PROBLEM DETAILS.
Go through the listing below and state how many lines hold the word "bare", giving only the number.

MATERIAL SUPPLIED.
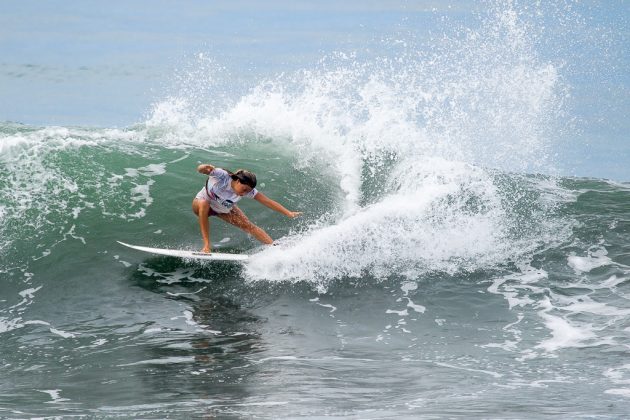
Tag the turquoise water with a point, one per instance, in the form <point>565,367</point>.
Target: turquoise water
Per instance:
<point>463,249</point>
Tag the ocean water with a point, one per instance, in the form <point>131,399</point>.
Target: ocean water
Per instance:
<point>462,170</point>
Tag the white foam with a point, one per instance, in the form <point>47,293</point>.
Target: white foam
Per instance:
<point>586,264</point>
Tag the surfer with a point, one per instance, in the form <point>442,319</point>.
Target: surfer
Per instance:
<point>222,191</point>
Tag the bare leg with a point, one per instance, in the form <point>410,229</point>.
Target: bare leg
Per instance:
<point>237,218</point>
<point>202,209</point>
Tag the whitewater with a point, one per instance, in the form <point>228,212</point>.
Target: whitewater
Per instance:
<point>445,265</point>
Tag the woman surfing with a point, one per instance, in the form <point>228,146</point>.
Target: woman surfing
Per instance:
<point>222,191</point>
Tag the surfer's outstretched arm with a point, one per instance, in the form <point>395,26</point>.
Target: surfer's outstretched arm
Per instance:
<point>205,168</point>
<point>274,205</point>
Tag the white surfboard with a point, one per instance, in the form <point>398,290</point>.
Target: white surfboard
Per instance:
<point>182,253</point>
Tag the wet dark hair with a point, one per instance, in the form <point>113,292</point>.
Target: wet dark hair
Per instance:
<point>244,177</point>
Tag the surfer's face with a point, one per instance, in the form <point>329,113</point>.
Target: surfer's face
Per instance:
<point>240,189</point>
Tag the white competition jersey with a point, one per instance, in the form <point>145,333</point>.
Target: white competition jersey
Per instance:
<point>219,193</point>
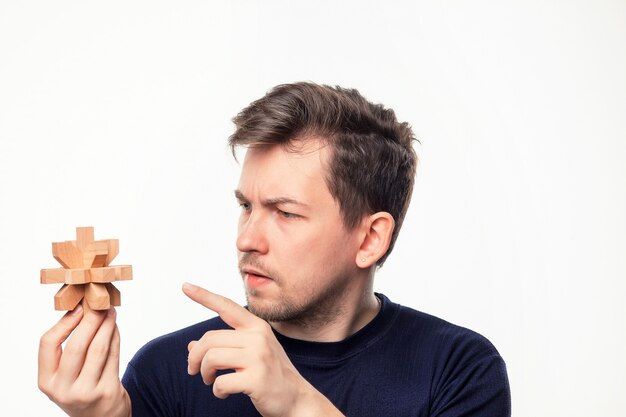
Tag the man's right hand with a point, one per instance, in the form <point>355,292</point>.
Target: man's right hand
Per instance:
<point>83,379</point>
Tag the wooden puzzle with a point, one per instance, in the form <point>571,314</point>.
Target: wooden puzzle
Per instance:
<point>86,274</point>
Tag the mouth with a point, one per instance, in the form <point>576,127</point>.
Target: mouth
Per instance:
<point>255,278</point>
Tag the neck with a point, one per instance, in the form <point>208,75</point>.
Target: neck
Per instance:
<point>350,312</point>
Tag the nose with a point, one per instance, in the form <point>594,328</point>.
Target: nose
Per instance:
<point>252,236</point>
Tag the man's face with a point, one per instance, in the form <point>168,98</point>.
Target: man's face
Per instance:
<point>295,255</point>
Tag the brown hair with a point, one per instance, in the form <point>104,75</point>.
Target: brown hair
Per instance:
<point>373,163</point>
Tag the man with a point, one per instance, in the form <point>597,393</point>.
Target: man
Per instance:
<point>324,187</point>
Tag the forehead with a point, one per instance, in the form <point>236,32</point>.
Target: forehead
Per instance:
<point>274,171</point>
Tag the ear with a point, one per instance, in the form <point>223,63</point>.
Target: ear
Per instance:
<point>378,229</point>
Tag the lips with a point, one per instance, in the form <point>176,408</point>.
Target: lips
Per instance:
<point>255,272</point>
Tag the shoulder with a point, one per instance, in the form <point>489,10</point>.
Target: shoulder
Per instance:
<point>465,370</point>
<point>438,337</point>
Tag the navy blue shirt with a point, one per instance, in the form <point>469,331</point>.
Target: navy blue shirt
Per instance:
<point>403,363</point>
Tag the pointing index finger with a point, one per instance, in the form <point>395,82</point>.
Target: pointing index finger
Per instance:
<point>232,313</point>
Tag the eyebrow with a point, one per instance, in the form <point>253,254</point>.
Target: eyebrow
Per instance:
<point>273,201</point>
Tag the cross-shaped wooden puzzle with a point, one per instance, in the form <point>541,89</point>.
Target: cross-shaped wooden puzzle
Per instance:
<point>86,274</point>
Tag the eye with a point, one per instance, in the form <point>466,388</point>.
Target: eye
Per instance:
<point>288,215</point>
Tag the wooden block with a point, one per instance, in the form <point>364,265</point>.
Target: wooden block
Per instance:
<point>100,275</point>
<point>95,254</point>
<point>97,296</point>
<point>77,276</point>
<point>68,297</point>
<point>123,272</point>
<point>114,294</point>
<point>114,249</point>
<point>52,276</point>
<point>68,254</point>
<point>65,276</point>
<point>84,236</point>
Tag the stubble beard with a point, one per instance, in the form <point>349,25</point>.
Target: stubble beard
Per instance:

ANSWER SPACE.
2